## OBJECTIVE
Extract every one of the records below and reproduce each line verbatim.

━━ SUPPLIED MATERIAL

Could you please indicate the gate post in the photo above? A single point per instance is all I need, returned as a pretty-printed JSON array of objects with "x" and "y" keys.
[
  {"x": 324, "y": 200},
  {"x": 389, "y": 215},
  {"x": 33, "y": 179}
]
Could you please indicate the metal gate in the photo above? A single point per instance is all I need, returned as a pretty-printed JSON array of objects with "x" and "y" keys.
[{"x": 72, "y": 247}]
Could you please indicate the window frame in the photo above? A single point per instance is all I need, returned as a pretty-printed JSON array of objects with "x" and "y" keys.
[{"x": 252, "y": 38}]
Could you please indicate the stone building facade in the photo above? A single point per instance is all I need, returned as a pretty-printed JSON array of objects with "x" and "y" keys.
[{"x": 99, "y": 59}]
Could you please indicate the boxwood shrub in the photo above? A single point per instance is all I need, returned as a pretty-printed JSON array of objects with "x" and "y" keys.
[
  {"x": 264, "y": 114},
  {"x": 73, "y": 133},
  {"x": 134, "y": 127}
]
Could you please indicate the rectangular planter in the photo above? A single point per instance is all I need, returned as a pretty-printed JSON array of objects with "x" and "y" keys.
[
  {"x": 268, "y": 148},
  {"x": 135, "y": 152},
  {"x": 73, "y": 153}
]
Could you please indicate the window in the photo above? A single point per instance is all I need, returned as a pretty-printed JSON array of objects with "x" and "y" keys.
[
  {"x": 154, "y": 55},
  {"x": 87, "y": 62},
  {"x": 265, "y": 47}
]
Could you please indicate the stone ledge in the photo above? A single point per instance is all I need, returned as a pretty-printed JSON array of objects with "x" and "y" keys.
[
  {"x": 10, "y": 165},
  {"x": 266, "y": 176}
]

━━━━

## FINAL ANSWER
Could you please indicate the gate post in the photo above? A single point per instance is all I need, returned as a pretty-printed JSON array of objects with "x" and "y" keys.
[
  {"x": 324, "y": 200},
  {"x": 389, "y": 215},
  {"x": 33, "y": 179}
]
Could you please indicate the metal gate in the photo above? A single point per instance is all I need, returned as a pretty-printed JSON array of objects with "x" and "y" keys.
[{"x": 72, "y": 247}]
Could you please indicate the window frame in the photo above? A single point per instance is all I need, returned as a pretty-printed JSON array of objects with "x" and "y" keys.
[{"x": 252, "y": 38}]
Could you please indicate the stone building facade in the photo above? A single point per instance is all I need, returned as a pretty-printed JSON array of objects with "x" and "y" keys.
[{"x": 99, "y": 59}]
Could you please indicate the boxwood shrub in the photo above? A single point per instance is all I need, returned as a pretty-printed JSON array of objects with "x" and "y" keys.
[
  {"x": 264, "y": 114},
  {"x": 73, "y": 133},
  {"x": 134, "y": 127}
]
Could you please indicate the rectangular planter in the photo above? A single point per instance is all I need, returned as a pretty-printed JSON array of objects with "x" and "y" keys.
[
  {"x": 268, "y": 148},
  {"x": 135, "y": 152},
  {"x": 73, "y": 153}
]
Could you please indicate the window in the photo above? A single point per instance is all I need, returned as a pretty-printed JSON array of objects with "x" and "y" keys.
[
  {"x": 154, "y": 55},
  {"x": 87, "y": 62},
  {"x": 265, "y": 47}
]
Could you please indicate the stone ledge in the photo above? A single point per instance is all I need, returned as a pretty-printed JSON array of objects with "x" and "y" keys.
[
  {"x": 10, "y": 165},
  {"x": 266, "y": 176}
]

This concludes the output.